Stated problem:
Retype the following lines verbatim, preserving every character and the original line order.

Data for processing:

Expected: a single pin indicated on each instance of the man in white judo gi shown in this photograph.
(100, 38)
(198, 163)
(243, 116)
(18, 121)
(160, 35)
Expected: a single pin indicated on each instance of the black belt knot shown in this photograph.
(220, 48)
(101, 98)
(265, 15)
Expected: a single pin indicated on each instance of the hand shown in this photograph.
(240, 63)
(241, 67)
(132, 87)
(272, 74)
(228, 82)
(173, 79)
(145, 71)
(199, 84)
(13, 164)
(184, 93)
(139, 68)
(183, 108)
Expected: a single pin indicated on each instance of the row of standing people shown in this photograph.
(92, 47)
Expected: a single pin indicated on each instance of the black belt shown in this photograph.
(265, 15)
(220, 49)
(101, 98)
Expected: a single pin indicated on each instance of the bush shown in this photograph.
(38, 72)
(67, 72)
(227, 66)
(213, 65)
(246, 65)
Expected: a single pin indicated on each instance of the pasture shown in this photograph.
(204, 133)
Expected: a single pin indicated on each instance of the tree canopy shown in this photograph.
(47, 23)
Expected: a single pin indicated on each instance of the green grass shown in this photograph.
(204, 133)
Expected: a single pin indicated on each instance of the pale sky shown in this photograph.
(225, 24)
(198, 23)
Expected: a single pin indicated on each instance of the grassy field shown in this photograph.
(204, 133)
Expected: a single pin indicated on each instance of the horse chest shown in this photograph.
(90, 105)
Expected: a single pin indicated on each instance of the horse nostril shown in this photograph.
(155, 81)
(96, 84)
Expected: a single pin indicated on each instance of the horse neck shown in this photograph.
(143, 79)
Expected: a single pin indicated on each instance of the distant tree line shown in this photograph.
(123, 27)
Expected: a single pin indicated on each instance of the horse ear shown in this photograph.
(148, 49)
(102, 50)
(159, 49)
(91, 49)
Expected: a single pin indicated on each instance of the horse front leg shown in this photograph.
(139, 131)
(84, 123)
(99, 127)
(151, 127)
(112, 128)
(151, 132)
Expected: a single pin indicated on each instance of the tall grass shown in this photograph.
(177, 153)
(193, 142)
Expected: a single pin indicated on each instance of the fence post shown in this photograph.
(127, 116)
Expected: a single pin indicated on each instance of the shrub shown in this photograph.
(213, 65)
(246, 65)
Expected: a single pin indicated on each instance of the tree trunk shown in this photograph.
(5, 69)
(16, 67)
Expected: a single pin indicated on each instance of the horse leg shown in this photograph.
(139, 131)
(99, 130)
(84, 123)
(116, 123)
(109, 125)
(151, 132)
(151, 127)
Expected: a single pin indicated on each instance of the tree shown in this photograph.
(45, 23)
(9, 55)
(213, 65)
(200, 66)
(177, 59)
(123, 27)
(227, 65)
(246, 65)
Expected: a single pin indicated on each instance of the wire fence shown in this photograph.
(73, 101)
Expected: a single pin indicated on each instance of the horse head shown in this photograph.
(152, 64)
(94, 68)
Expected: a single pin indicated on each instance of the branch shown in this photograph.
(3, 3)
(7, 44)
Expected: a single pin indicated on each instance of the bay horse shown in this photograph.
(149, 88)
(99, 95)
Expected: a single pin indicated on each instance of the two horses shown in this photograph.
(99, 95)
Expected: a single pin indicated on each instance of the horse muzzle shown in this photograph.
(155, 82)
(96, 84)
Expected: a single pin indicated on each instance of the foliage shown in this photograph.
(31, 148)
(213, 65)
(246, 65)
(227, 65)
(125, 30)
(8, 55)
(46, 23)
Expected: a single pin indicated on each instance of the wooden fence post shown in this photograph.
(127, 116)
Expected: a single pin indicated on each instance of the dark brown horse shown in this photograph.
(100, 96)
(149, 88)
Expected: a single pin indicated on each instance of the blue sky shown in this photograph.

Response for this exercise:
Expected: a single pin indicated on each instance of the man in white judo gi shown in this photograph.
(100, 38)
(198, 163)
(243, 116)
(18, 121)
(160, 35)
Expected: a single pin indicated on each instance of the black belt knot shown in this photograph.
(220, 48)
(101, 98)
(265, 15)
Expected: a single pin indicated on each instance of the hand shown in this photograph.
(240, 63)
(241, 67)
(132, 87)
(272, 74)
(228, 82)
(173, 79)
(145, 71)
(199, 84)
(13, 164)
(184, 93)
(139, 68)
(183, 108)
Expected: a single pin indicated on each instance of the row of standing people shown in this photograph.
(92, 47)
Expected: a single pin indicated on each instance of the black belt shown in this photograph.
(265, 15)
(220, 49)
(101, 98)
Expected: a single pin indicated on each instance of the bush shown in this photograph.
(38, 72)
(67, 72)
(227, 66)
(213, 65)
(246, 65)
Expected: a single pin indicated on each instance of the pasture shown in this photograph.
(204, 133)
Expected: a single pin indicated on each instance of the tree canopy shown in this photograph.
(47, 23)
Expected: a single pin indicated on each instance of the green grass shown in this photograph.
(204, 133)
Expected: a single pin indicated on each instance of the pale sky shown in this photograph.
(225, 24)
(198, 23)
Expected: a single pin indicated on each instance of the grassy field shown in this photograph.
(204, 133)
Expected: a single pin indicated on each instance of the horse chest shown in this photograph.
(90, 105)
Expected: a single pin indicated on each instance of the horse nostril shown in this photograph.
(155, 81)
(96, 84)
Expected: a single pin indicated on each instance of the horse neck shown in this photograph.
(143, 79)
Expected: a single pin indicated on each instance of the distant tree line shown in this photograph.
(123, 27)
Expected: a single pin indicated on each instance of the horse ear shown in this photograph.
(148, 49)
(102, 50)
(159, 49)
(91, 49)
Expected: a single pin indicated on each instance of the horse front leg shown in this photograph.
(139, 131)
(84, 123)
(99, 127)
(151, 127)
(112, 128)
(151, 132)
Expected: a single pin indicated on each instance of the tall grass shown in this photograph.
(177, 153)
(193, 142)
Expected: a single pin indicated on each instance of the fence post shown in this photograph.
(127, 116)
Expected: a single pin indicated on each instance of the shrub shown in this photograph.
(213, 65)
(246, 65)
Expected: a single pin indicated on each instance of the tree trunk shown in this photograph.
(5, 69)
(16, 67)
Expected: a single pin indicated on each instance of the horse leg shown in this photograph.
(139, 131)
(99, 130)
(84, 123)
(116, 123)
(109, 125)
(151, 132)
(151, 127)
Expected: a single pin indicated on each instance of the tree shown in this photograph.
(45, 23)
(9, 55)
(213, 65)
(200, 66)
(177, 59)
(123, 27)
(227, 65)
(246, 65)
Expected: a single pin indicated on each instance of the wire fence shown in this photograph.
(73, 101)
Expected: a single pin indicated on each instance of the horse head shown in this photograph.
(152, 64)
(94, 68)
Expected: a single pin indicated on each instance of the branch shown in this photograph.
(3, 3)
(7, 44)
Expected: a single pin indicated on each instance of the bay horse shown in this photograph.
(149, 88)
(99, 95)
Expected: a single pin indicated on each instance of the two horses shown in this photograph.
(99, 95)
Expected: a single pin indicated on each instance of the horse muzzle shown in this photograph.
(155, 82)
(96, 84)
Expected: a single pin indicated on each instance of the foliage shown in this photograph.
(31, 148)
(213, 65)
(246, 65)
(227, 65)
(125, 30)
(8, 55)
(46, 23)
Expected: a single pin indicated on each instance of the wooden fence post shown in this photograph.
(127, 116)
Expected: a single pin indicated on each instance of the dark brown horse shown in this photograph.
(100, 96)
(149, 88)
Expected: a single pin indicated on each instance of the blue sky shown in this photograph.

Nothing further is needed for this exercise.